* [EXCERPTED PASSAGE]:
* * *

The Sunday TimesNews/Comment

25th May 1997



The alternative Bill:

Now they are talking sense

Kishali Pinto Jayawardana

Stung by comments that Sri Lankan civic soci ety groups are only skilled at criticising and not presenting concrete proposals on national issues for discussion, a Sri Lankan NGO together with the Free Media Movement last week put forward the draft of a Broadcasting Authority Bill as an alternative to the Government Bill which was thrown out by the Supreme Court recently.

“We have sent the Bill to the Media Ministry and have asked for an appointment with the Minister to discuss the matter. So far, we have received no response.” said a spokesman for the Centre for Policy Alternatives.

The draft is being presented in the hope that it would be studied and critiqued by journalists, lawyers, human rights activists, the Government, the Opposition, political parties and other interested groups. The bill has been prepared by a working group of activists who emphasize that it is time to start focusing on real issues of how broadcasting ought to be regulated, rather than quibble over whether the UNP or the PA fathered the disgraced Bill.

The drafters of the alternative Bill make their intentions very clear at the start itself when they declare that the Act is to provide for the regulating of broadcasting activities in the public interest. The use of the word “public interest” is meant to underscore the fact that whatever regulation is permitted, it should always be in tune with accepted standards of freedom of expression, the freedom of the media, the freedom to receive and impart information and ideas and the freedom of artistic creativity. But what about the argument that broadcasters ought not to have special laws applicable to them, and that the normal laws of the land ought to be sufficient ?

* * *

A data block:
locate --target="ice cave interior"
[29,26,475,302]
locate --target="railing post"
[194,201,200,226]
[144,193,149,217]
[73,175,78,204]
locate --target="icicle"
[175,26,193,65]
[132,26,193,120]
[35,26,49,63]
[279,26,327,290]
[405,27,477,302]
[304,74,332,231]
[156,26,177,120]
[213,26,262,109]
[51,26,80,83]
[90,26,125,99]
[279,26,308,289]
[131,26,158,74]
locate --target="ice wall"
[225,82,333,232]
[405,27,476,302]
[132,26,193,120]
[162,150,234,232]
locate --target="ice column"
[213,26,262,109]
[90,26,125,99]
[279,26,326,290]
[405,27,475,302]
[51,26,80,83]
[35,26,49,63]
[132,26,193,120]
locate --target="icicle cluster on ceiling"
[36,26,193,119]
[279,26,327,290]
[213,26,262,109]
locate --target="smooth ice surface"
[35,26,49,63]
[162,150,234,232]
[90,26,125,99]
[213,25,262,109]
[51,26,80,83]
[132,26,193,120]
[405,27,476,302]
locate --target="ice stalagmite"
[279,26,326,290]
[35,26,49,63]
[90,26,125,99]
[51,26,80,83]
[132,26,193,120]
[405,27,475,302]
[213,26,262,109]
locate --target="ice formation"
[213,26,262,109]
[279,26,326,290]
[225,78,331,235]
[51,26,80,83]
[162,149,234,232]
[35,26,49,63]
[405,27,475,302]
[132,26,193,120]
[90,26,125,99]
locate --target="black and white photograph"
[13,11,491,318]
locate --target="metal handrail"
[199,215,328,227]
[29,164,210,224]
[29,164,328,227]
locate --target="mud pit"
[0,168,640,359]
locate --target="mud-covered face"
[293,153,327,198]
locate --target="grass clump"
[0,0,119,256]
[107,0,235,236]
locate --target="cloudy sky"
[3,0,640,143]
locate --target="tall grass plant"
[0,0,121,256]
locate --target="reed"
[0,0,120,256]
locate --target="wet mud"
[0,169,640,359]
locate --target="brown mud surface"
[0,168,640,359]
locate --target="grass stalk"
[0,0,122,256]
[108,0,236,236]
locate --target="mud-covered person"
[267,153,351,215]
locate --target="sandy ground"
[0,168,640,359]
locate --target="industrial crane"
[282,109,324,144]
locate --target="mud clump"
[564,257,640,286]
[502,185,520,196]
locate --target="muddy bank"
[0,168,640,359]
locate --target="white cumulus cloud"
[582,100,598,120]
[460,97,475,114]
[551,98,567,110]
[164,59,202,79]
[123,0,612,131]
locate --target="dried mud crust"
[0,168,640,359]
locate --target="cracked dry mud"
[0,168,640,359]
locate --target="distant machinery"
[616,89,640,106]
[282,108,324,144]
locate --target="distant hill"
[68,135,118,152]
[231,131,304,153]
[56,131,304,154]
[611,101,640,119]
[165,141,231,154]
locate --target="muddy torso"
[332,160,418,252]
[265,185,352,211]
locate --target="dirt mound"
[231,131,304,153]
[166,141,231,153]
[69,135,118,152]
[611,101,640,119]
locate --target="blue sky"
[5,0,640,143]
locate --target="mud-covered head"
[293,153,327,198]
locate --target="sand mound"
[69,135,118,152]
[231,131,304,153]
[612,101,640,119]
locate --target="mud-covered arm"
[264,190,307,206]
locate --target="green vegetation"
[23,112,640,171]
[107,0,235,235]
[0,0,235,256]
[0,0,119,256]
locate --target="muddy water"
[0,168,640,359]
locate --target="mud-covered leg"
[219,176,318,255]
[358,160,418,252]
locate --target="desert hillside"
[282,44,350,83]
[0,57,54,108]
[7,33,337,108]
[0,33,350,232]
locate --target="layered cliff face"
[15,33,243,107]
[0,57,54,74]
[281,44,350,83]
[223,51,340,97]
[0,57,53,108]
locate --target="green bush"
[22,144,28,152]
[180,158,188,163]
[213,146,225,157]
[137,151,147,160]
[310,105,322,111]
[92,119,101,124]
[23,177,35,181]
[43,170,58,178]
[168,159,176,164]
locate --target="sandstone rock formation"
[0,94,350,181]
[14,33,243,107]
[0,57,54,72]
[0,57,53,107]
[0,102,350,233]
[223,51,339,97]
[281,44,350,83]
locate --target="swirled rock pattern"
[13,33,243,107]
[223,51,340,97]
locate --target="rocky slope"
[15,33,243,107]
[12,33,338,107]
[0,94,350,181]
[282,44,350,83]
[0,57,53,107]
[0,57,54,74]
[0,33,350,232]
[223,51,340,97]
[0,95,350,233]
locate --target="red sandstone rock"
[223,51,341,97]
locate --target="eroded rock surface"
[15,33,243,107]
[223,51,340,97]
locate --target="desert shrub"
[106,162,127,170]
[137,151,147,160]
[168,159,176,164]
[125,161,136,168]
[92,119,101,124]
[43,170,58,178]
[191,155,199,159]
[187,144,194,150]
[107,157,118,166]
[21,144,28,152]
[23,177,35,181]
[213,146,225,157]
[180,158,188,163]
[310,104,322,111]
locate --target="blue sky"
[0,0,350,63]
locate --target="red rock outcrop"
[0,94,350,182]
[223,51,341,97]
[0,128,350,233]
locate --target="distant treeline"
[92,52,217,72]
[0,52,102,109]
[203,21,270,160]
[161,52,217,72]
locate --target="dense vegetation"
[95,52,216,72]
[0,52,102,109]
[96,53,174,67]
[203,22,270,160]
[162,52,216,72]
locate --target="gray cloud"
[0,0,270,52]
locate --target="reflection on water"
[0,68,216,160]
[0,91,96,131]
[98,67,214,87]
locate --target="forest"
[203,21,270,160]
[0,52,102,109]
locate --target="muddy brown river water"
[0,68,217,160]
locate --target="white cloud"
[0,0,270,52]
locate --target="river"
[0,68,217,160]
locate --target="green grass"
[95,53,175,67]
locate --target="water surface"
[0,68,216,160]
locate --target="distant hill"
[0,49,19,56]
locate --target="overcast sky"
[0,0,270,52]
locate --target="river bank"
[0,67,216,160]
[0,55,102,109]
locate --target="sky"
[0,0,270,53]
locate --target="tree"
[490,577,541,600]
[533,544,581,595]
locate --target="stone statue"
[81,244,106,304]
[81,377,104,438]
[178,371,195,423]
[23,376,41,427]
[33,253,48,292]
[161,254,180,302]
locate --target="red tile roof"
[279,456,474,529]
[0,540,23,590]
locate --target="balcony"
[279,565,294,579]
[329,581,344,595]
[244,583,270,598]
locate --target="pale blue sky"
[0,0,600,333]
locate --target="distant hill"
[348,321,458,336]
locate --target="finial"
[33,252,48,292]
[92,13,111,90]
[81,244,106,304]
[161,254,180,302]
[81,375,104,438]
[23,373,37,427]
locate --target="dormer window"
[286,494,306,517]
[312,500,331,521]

* * *

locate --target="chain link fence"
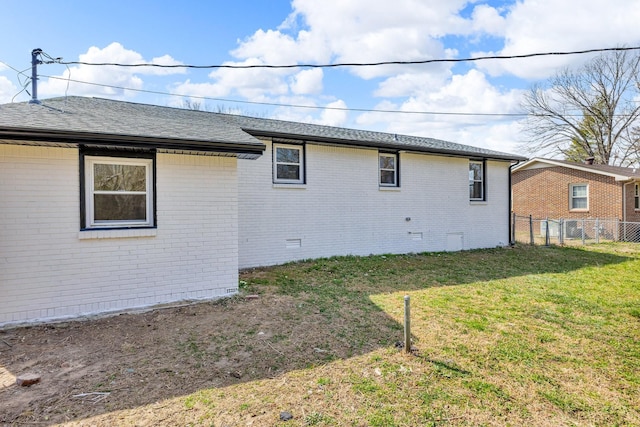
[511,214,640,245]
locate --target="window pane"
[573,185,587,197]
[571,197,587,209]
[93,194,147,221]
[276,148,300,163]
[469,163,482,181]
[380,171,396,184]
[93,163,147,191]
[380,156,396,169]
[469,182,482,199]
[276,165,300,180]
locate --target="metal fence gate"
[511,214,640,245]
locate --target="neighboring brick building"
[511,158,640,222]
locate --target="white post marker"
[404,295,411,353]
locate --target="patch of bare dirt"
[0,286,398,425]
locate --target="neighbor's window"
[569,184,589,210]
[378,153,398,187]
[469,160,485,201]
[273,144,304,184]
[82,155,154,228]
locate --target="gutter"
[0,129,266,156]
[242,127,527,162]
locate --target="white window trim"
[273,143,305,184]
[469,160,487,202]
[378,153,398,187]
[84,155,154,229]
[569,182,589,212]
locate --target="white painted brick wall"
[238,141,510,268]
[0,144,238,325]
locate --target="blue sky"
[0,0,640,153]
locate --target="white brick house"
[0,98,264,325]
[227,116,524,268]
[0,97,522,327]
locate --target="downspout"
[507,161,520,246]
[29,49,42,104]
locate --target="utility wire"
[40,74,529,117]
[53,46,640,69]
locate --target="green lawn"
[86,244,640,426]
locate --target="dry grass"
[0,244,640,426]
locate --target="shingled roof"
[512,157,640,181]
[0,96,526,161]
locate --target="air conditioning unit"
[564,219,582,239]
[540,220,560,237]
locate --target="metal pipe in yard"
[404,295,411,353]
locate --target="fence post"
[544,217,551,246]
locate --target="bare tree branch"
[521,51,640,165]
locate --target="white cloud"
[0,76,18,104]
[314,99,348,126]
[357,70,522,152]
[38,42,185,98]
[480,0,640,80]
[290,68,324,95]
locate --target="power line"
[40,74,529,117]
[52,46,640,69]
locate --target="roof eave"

* * *

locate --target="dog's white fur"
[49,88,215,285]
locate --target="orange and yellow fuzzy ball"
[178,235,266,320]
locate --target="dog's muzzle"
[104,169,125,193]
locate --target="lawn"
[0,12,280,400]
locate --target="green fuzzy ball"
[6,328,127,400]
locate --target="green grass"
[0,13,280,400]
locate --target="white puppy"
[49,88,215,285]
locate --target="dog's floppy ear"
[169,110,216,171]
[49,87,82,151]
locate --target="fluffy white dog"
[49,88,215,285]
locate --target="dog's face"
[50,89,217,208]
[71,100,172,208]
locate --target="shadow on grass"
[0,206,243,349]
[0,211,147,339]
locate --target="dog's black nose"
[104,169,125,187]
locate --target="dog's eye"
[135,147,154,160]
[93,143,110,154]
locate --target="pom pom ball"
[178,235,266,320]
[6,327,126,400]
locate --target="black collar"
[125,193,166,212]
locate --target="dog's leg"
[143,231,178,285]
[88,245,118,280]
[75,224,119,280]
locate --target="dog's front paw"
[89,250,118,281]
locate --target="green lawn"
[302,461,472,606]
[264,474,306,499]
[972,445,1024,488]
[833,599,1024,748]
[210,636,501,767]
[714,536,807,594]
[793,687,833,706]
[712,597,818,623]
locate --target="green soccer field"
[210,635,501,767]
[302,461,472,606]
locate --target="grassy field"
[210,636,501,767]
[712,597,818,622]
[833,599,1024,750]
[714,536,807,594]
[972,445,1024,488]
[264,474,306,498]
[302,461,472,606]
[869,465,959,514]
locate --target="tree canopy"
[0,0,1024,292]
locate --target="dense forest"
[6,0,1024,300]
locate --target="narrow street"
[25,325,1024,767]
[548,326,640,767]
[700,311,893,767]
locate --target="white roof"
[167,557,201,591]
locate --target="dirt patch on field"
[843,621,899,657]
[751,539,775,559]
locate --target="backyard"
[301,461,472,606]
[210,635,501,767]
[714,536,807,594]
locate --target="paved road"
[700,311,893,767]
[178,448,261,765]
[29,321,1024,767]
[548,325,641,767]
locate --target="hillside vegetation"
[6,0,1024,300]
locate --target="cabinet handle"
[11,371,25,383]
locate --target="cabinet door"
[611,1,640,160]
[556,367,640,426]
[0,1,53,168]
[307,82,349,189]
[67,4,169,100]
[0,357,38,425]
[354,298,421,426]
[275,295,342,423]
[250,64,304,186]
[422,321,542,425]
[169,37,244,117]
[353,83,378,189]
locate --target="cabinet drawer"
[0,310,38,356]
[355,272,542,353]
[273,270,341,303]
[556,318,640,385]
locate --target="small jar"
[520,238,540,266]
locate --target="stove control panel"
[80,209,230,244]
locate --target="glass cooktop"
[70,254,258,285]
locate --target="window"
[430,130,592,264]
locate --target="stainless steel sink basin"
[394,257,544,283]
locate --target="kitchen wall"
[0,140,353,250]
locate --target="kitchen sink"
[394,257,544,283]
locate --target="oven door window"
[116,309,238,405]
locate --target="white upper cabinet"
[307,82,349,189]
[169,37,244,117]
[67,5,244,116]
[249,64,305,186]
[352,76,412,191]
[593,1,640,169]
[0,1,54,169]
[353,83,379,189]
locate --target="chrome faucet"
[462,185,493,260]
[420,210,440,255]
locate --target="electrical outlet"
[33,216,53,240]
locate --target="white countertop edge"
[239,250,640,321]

* * *

* [EXERCISE TASK 1]:
Repeat the passage from the article on the alternative Broadcasting Authority Bill word for word, starting at "The drafters of" and stopping after "be sufficient ?".
* [EXERCISE TASK 2]:
Carry on the article about the alternative Broadcasting Authority Bill from the point where it stops.

* [TASK RESULT 1]:
The drafters of the alternative Bill make their intentions very clear at the start itself when they declare that the Act is to provide for the regulating of broadcasting activities in the public interest. The use of the word “public interest” is meant to underscore the fact that whatever regulation is permitted, it should always be in tune with accepted standards of freedom of expression, the freedom of the media, the freedom to receive and impart information and ideas and the freedom of artistic creativity. But what about the argument that broadcasters ought not to have special laws applicable to them, and that the normal laws of the land ought to be sufficient ?

* [TASK RESULT 2]:
It is significant however that the draft bill makes a distinction between public and private broadcasting stations. The Government bill also made this distinction and imposed far more stringent constraints on the private stations, rather than the public broadcasters. The alternative bill is however quite the opposite, treating the state stations with a certain degree of severity. Public broadcasters are required to see that the public is exposed to the expression of differing views on matters of public concern, to make reasonable efforts to present a fair coverage of controversial issues and to give the right of reply to a person whose views on a controversial issue had been criticized over air. Public broadcasters have also been expressly required to ensure that news would be presented in a balanced manner, without intentional or negligent departure from the facts. Comparatively, the duties cast on private stations are less. Both are prohibited from broadcasting material that are indecent, offensive or obscene.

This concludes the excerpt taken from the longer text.